▶ _Segmentation mask data_
┏━━
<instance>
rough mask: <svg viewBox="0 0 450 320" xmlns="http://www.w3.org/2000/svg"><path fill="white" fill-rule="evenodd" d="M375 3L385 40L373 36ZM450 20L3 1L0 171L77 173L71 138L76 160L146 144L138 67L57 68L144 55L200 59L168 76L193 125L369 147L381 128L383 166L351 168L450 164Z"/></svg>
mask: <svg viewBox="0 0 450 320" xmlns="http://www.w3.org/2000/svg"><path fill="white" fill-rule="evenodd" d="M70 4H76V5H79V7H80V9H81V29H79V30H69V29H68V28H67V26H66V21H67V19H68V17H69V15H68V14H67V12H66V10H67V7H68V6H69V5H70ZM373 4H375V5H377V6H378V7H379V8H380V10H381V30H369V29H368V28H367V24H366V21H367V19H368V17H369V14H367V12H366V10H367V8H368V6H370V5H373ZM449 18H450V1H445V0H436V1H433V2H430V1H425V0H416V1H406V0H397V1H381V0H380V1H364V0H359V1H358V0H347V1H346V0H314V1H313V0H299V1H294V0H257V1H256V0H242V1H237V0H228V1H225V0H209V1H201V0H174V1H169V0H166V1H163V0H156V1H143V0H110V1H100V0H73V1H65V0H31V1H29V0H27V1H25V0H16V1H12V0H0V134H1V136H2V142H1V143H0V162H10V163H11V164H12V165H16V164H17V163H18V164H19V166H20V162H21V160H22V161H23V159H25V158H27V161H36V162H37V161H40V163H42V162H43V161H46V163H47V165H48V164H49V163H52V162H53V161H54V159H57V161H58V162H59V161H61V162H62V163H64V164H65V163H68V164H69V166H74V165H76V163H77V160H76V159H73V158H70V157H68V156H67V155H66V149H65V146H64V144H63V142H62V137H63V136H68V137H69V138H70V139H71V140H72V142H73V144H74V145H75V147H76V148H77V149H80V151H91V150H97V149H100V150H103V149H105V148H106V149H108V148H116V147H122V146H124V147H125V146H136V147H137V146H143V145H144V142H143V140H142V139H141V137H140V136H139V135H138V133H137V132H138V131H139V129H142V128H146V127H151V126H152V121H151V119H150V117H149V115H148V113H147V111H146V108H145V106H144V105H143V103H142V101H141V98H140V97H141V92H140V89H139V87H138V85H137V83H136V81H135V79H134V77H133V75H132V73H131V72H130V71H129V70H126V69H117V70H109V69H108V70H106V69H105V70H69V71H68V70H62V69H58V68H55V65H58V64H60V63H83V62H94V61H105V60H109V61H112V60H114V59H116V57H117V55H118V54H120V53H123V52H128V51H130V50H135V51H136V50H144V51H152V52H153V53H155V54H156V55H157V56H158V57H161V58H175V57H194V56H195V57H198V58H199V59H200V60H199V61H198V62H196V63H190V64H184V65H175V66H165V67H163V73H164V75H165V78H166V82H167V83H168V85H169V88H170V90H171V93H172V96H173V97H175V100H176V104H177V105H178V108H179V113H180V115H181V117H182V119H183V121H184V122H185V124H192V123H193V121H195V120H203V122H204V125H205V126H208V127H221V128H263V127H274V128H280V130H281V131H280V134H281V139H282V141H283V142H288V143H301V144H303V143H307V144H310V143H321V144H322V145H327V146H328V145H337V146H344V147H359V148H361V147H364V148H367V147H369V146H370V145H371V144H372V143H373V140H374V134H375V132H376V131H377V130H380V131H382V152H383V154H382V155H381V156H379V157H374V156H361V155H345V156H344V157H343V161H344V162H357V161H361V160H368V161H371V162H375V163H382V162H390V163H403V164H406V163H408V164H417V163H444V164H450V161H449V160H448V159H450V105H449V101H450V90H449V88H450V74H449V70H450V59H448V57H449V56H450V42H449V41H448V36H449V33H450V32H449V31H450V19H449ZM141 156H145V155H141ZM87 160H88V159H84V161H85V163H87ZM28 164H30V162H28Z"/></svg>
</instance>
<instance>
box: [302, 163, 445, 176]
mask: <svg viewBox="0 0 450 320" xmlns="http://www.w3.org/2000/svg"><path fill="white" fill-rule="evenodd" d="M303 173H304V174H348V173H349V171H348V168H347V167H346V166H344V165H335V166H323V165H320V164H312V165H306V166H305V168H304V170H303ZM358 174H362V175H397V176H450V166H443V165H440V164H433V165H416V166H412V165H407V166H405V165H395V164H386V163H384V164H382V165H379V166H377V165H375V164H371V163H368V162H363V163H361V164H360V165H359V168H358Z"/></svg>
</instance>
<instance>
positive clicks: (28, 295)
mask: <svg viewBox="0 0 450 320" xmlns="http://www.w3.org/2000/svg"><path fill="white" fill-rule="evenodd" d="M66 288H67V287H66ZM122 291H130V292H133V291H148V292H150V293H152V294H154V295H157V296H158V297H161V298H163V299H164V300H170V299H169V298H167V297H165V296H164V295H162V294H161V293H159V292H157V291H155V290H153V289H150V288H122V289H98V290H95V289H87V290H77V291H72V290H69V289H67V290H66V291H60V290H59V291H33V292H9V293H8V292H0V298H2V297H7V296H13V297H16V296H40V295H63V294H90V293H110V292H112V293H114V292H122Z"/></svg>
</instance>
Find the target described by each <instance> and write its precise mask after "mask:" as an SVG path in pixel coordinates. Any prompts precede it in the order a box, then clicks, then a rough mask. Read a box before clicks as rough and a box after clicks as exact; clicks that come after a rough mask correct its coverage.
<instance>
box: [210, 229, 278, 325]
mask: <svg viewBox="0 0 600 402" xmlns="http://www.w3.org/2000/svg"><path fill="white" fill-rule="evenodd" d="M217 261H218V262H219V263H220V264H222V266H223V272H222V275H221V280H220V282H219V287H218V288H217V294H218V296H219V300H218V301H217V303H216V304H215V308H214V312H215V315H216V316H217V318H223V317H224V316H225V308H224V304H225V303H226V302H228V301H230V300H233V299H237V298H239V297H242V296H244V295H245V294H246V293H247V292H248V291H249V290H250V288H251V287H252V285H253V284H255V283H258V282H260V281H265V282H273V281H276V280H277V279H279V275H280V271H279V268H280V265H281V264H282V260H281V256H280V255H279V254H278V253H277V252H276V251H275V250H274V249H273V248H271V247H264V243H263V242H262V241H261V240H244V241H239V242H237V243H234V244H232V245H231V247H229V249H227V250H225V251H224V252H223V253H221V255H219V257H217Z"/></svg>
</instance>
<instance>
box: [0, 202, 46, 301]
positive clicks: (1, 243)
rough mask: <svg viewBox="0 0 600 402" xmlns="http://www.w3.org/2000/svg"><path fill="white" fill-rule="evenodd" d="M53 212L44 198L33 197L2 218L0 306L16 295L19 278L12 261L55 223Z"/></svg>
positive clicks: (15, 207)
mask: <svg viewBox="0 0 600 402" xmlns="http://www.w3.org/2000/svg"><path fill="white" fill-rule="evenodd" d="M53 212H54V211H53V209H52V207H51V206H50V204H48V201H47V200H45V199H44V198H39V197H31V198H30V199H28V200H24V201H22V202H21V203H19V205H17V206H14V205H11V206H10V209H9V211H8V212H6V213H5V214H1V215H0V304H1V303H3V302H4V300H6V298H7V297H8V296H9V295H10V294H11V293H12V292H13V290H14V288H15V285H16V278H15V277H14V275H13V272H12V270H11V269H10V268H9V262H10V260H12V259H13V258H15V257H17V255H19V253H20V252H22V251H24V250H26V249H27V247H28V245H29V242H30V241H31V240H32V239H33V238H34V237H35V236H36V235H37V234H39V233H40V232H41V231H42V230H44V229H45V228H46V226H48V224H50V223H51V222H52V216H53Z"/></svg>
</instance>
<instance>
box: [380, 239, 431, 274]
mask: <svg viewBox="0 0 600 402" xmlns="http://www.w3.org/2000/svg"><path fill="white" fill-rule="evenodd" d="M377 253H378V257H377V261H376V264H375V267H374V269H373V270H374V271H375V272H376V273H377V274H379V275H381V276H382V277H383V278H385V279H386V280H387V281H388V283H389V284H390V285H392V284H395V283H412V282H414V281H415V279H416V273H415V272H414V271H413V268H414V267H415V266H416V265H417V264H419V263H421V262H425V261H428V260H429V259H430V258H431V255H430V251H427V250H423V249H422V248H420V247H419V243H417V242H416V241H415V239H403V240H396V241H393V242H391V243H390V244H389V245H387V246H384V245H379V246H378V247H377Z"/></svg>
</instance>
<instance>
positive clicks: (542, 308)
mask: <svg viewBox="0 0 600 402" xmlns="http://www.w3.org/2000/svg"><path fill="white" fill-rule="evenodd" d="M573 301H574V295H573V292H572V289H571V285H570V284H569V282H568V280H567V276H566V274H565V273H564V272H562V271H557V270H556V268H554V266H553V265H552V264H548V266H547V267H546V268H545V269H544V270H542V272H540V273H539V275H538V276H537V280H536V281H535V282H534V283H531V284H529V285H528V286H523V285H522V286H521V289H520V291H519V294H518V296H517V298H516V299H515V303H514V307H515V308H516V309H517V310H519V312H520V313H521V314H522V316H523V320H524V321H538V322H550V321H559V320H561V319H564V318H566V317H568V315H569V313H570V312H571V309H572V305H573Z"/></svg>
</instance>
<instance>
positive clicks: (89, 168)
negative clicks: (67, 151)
┗━━
The line containing "positive clicks: (542, 308)" and every line after it, through the end of the records, should be repeated exactly and alone.

positive clicks: (542, 308)
mask: <svg viewBox="0 0 600 402" xmlns="http://www.w3.org/2000/svg"><path fill="white" fill-rule="evenodd" d="M573 301H574V295H573V292H572V289H571V285H570V284H569V282H568V280H567V276H566V274H565V273H564V272H562V271H557V270H556V268H554V266H553V265H552V264H548V266H547V267H546V268H545V269H544V270H542V272H540V273H539V275H538V276H537V280H536V281H535V282H534V283H531V284H529V285H528V286H523V285H522V286H521V289H520V291H519V294H518V296H517V298H516V299H515V303H514V307H515V308H516V309H517V310H519V312H520V313H521V314H522V316H523V320H524V321H538V322H550V321H559V320H561V319H564V318H566V317H568V315H569V313H570V312H571V309H572V305H573Z"/></svg>
</instance>
<instance>
positive clicks: (89, 168)
negative clicks: (67, 151)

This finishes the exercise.